• [EXERCÍCIO]
Repita, sem mudar nada, o trecho do material abaixo que vai da linha com "Where can the cracked" até a linha com "Target: cracked cookie surface", incluindo as duas.

*** MATERIAL DO EXERCÍCIO ***

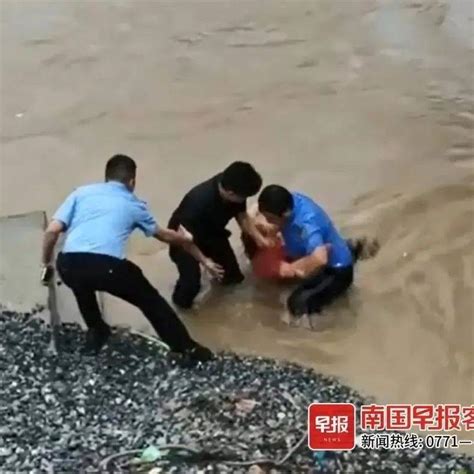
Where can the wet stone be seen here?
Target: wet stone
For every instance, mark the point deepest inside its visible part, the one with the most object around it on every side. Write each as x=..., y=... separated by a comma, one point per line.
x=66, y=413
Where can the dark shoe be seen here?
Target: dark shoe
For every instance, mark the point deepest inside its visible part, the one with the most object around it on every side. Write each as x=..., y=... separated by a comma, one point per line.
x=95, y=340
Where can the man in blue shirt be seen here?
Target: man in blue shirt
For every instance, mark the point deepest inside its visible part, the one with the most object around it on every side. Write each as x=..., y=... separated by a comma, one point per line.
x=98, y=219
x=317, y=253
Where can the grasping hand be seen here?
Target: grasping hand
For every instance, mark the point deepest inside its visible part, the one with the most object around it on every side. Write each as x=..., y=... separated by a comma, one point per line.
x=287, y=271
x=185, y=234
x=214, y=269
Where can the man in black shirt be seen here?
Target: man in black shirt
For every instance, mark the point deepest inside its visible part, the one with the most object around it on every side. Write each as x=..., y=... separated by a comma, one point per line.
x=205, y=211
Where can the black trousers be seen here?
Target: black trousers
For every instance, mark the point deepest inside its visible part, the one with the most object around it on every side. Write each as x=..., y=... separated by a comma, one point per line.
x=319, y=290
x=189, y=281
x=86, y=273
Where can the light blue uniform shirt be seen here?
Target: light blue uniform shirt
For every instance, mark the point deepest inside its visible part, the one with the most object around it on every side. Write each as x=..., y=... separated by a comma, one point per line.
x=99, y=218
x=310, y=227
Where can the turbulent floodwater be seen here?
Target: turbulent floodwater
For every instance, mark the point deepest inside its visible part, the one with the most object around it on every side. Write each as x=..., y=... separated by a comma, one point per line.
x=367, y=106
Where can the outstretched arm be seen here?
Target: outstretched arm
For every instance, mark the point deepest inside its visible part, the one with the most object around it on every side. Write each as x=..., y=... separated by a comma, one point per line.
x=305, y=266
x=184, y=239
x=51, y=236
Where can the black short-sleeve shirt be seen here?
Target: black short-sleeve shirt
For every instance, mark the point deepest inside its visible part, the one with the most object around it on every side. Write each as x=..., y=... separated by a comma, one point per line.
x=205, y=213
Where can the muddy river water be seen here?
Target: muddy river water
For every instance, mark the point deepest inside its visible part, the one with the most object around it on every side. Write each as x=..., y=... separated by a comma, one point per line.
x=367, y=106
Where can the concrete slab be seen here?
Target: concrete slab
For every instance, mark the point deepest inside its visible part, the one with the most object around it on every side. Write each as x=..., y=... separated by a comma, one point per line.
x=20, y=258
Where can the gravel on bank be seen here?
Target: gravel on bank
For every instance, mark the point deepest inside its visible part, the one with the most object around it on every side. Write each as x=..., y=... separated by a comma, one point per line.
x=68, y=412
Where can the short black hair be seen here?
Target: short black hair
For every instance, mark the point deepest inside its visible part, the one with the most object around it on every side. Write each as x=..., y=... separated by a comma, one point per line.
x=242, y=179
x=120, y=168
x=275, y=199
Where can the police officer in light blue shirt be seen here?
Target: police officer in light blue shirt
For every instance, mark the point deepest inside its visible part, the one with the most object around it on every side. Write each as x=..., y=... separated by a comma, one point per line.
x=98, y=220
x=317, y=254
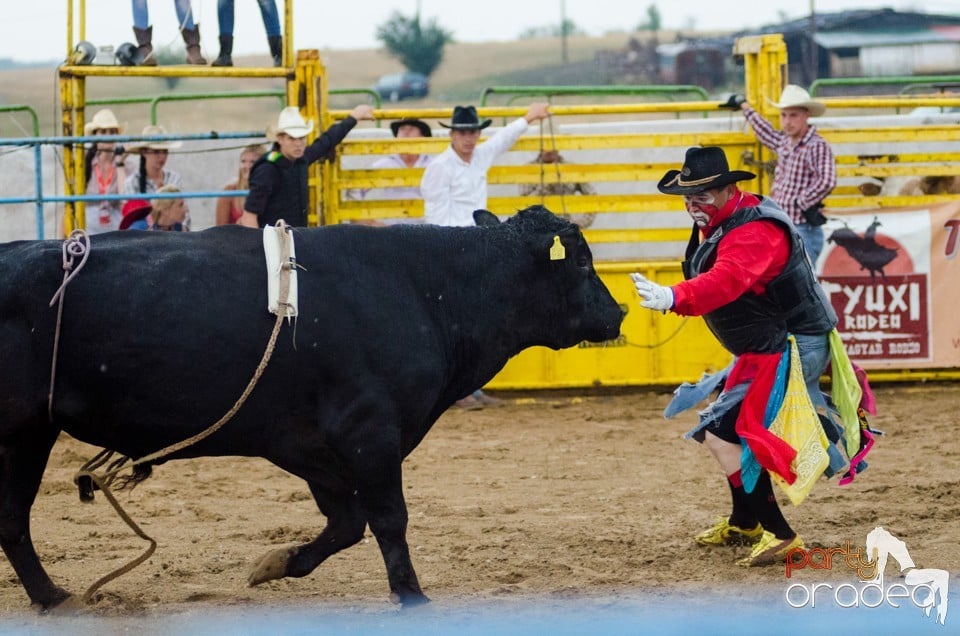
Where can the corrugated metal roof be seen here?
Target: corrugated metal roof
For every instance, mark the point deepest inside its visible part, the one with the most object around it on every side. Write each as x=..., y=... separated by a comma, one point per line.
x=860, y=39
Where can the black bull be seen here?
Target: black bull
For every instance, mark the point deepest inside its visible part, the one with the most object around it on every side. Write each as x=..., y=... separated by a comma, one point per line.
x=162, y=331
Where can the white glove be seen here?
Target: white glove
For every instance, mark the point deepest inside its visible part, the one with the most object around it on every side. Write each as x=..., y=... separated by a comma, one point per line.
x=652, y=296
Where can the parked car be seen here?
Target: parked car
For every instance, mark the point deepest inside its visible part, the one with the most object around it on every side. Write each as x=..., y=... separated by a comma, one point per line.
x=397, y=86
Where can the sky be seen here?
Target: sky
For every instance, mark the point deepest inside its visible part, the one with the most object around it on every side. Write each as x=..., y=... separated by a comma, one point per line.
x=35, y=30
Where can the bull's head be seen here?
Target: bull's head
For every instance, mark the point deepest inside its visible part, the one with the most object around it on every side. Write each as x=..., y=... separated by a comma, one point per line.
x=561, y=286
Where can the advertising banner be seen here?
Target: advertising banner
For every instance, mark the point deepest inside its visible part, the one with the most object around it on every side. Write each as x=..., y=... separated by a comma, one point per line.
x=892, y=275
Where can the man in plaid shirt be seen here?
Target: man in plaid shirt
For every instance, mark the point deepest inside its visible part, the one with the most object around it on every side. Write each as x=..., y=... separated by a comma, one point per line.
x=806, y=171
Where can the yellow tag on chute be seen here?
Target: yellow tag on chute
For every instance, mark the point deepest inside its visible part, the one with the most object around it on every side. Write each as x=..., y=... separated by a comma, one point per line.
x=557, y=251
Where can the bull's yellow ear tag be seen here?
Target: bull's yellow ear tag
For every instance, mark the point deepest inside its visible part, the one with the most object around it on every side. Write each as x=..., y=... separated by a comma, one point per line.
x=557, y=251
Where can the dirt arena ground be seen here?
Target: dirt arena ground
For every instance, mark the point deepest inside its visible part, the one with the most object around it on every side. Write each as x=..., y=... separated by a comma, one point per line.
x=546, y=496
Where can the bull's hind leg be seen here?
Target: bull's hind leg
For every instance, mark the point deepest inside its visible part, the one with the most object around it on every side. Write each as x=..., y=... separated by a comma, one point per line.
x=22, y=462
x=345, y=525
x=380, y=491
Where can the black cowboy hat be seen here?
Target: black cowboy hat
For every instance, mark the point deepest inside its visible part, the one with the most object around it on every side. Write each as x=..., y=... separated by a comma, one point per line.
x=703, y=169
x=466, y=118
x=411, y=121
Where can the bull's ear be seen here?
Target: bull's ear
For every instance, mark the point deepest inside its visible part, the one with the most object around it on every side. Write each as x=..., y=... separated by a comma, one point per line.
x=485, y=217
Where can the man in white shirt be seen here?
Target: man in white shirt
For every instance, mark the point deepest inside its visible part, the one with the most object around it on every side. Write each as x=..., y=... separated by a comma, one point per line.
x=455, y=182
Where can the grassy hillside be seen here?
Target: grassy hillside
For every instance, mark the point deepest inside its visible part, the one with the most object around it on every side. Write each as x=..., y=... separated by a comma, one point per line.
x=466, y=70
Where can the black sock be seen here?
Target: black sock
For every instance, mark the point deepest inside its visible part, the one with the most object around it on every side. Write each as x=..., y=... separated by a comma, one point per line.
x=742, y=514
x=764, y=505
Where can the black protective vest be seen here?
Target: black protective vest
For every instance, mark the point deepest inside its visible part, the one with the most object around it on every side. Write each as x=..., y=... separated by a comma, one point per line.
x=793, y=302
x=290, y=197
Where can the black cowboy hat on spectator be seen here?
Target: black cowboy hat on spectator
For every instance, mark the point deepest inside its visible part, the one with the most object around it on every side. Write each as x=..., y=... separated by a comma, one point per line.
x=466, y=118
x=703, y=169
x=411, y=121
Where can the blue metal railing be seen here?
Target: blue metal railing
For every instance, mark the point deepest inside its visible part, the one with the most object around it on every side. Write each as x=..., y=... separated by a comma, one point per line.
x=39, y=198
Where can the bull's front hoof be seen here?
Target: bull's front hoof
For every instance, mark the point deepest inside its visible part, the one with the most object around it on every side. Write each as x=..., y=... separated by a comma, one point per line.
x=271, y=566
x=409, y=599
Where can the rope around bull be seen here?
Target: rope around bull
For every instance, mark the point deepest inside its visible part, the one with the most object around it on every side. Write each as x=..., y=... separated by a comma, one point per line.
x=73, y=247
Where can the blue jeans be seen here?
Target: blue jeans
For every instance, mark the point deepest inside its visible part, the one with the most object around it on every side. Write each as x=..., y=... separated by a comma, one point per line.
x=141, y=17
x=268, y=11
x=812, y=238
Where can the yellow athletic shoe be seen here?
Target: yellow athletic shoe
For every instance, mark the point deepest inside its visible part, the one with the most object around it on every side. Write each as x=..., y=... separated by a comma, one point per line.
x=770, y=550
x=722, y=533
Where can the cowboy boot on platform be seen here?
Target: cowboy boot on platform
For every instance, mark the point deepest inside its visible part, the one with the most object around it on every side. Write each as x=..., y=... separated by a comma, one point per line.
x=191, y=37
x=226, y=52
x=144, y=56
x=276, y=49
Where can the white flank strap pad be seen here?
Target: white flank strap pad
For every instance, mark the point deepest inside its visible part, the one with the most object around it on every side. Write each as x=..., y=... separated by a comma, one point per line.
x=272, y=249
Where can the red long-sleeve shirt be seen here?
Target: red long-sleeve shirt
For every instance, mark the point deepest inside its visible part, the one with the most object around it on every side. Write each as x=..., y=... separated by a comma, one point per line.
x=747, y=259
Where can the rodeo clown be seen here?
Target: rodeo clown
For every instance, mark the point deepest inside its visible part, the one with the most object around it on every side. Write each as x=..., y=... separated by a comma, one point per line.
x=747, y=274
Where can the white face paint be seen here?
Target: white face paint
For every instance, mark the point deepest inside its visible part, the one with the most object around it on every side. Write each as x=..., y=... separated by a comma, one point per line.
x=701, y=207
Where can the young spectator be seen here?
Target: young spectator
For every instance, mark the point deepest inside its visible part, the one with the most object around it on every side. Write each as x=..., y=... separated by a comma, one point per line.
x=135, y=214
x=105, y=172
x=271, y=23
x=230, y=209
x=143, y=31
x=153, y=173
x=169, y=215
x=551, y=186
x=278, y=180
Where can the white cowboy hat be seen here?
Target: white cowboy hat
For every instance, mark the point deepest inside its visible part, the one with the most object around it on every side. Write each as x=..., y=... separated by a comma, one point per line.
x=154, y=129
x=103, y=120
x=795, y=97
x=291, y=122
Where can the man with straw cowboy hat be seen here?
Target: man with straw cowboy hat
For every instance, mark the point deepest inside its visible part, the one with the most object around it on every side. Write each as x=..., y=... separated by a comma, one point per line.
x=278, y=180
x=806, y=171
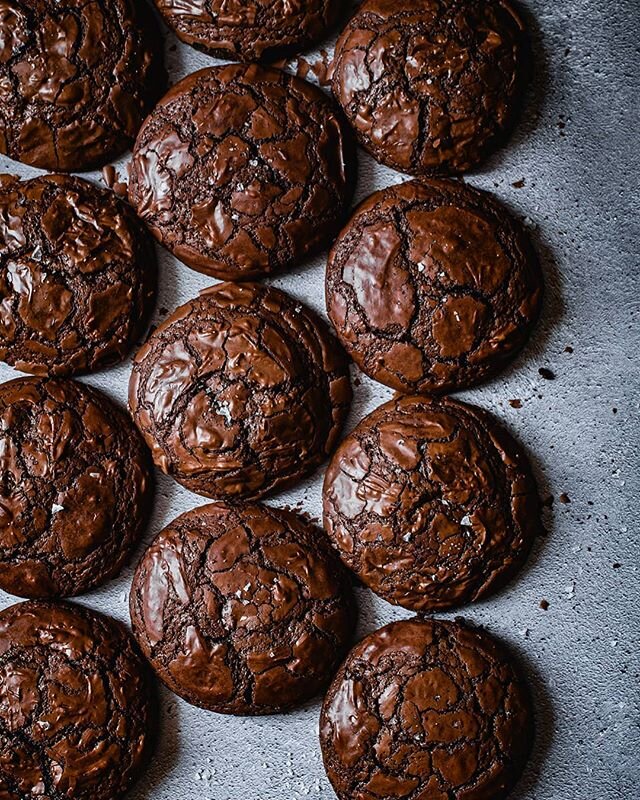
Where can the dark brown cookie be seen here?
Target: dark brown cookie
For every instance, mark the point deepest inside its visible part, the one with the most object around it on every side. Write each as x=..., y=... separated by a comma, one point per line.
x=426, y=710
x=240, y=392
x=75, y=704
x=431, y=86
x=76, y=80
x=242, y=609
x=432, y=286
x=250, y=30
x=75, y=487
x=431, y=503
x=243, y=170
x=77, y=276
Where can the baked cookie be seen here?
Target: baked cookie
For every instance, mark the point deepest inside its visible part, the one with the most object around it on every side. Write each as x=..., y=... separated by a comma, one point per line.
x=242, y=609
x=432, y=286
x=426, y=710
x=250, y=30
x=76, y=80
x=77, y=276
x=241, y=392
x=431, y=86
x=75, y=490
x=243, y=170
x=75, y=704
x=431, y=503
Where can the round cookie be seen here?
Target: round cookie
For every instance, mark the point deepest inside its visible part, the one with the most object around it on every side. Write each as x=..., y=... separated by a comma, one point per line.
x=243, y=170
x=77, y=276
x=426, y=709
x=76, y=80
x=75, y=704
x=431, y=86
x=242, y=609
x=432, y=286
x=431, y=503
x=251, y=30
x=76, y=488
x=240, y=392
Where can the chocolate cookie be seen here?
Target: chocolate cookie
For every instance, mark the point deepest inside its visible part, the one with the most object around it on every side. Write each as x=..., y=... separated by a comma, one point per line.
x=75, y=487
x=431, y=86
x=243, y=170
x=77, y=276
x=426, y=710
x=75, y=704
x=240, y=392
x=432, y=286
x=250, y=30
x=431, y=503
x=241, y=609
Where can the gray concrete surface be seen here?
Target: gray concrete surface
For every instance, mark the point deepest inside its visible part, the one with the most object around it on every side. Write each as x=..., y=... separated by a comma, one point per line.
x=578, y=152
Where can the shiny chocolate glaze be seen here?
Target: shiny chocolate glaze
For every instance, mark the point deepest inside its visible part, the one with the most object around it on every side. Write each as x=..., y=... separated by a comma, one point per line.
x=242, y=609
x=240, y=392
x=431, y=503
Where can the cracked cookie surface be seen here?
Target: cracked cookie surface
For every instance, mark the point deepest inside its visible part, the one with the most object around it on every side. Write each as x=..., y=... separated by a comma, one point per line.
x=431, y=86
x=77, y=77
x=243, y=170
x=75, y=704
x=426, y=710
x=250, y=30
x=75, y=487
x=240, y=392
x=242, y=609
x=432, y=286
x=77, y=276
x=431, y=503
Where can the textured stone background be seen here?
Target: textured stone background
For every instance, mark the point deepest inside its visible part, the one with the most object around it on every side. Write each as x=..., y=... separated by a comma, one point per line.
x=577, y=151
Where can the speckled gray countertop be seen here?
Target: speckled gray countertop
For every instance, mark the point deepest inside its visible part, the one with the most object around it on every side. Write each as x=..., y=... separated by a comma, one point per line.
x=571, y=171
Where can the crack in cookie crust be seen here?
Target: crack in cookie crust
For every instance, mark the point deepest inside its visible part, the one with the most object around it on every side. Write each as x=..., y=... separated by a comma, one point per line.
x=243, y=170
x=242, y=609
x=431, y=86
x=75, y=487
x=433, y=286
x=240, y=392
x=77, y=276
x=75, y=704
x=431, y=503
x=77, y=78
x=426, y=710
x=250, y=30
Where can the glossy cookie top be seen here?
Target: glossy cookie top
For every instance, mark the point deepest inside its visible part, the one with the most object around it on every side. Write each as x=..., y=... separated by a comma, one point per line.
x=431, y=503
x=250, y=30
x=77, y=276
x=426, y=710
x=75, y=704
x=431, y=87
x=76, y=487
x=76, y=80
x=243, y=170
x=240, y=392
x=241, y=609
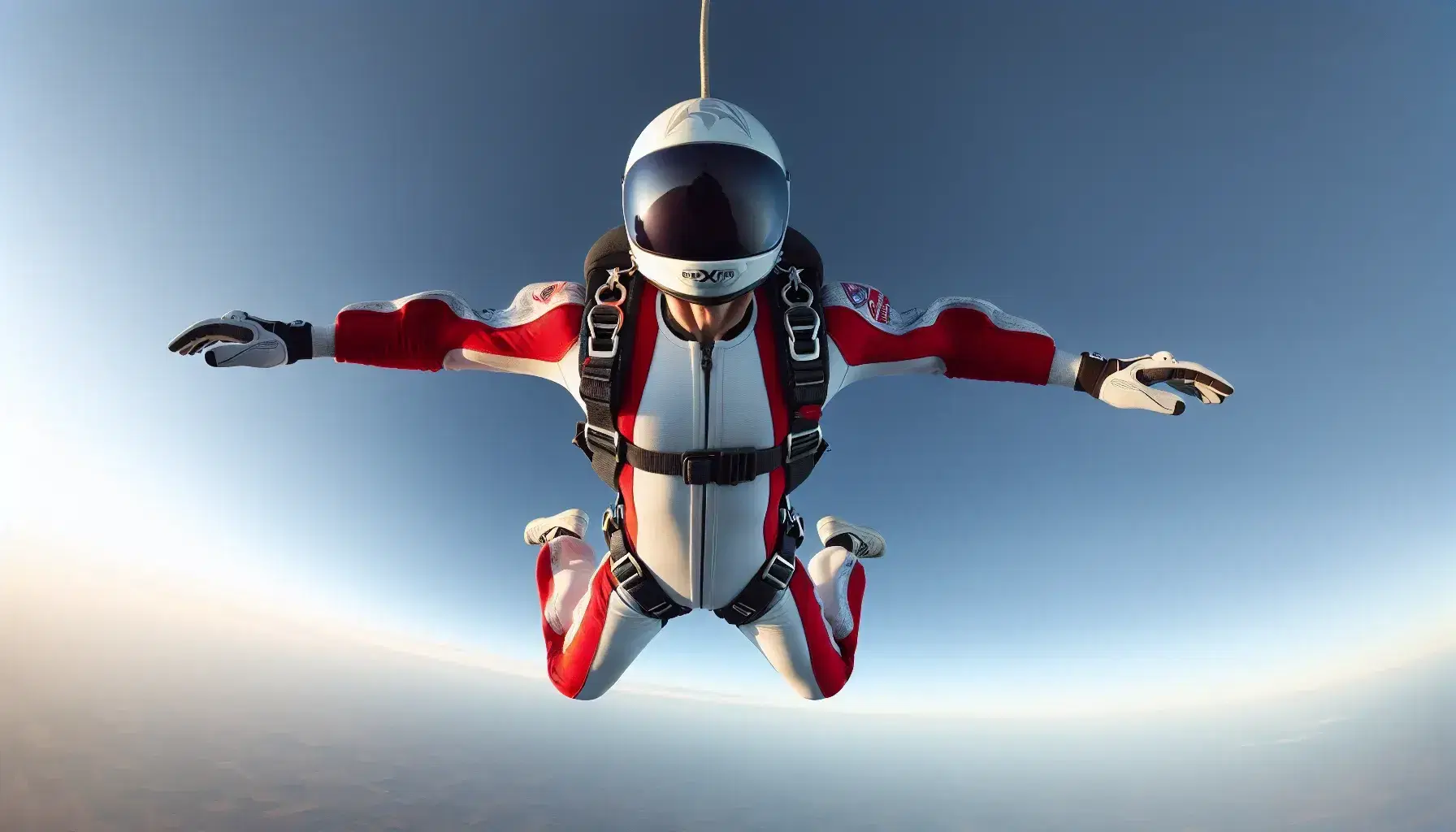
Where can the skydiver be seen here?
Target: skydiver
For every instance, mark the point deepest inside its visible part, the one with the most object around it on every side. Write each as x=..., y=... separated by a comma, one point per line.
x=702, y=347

***

• [RESPOSTA COMPLETA]
Where can the cracked cookie surface be seen here?
Target: cracked cookie surface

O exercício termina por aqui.